* Task description
What follows is a set of records; repeat all of them exactly.

======== The input ========

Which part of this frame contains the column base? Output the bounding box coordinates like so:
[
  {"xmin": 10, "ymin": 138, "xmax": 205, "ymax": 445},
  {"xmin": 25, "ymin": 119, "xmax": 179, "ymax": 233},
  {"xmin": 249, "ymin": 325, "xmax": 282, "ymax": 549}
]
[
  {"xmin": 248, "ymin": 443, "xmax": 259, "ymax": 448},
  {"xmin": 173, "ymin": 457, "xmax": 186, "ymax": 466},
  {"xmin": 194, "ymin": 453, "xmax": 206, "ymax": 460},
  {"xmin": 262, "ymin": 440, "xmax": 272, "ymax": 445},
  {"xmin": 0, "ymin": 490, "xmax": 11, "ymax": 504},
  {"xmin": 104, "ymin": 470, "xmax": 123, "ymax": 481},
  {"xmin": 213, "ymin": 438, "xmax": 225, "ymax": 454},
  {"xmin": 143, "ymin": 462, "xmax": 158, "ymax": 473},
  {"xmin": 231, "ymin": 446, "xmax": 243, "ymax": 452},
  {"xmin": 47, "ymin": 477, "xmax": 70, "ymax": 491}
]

========

* Solution for this problem
Which part of this frame contains the column base? Output the bounding box coordinates like so:
[
  {"xmin": 10, "ymin": 138, "xmax": 205, "ymax": 445},
  {"xmin": 25, "ymin": 119, "xmax": 179, "ymax": 233},
  {"xmin": 249, "ymin": 325, "xmax": 282, "ymax": 549}
]
[
  {"xmin": 248, "ymin": 443, "xmax": 259, "ymax": 448},
  {"xmin": 173, "ymin": 457, "xmax": 186, "ymax": 466},
  {"xmin": 194, "ymin": 453, "xmax": 206, "ymax": 460},
  {"xmin": 262, "ymin": 440, "xmax": 272, "ymax": 445},
  {"xmin": 0, "ymin": 490, "xmax": 11, "ymax": 504},
  {"xmin": 104, "ymin": 470, "xmax": 123, "ymax": 481},
  {"xmin": 213, "ymin": 438, "xmax": 225, "ymax": 454},
  {"xmin": 143, "ymin": 462, "xmax": 158, "ymax": 473},
  {"xmin": 231, "ymin": 446, "xmax": 243, "ymax": 452},
  {"xmin": 47, "ymin": 477, "xmax": 70, "ymax": 491}
]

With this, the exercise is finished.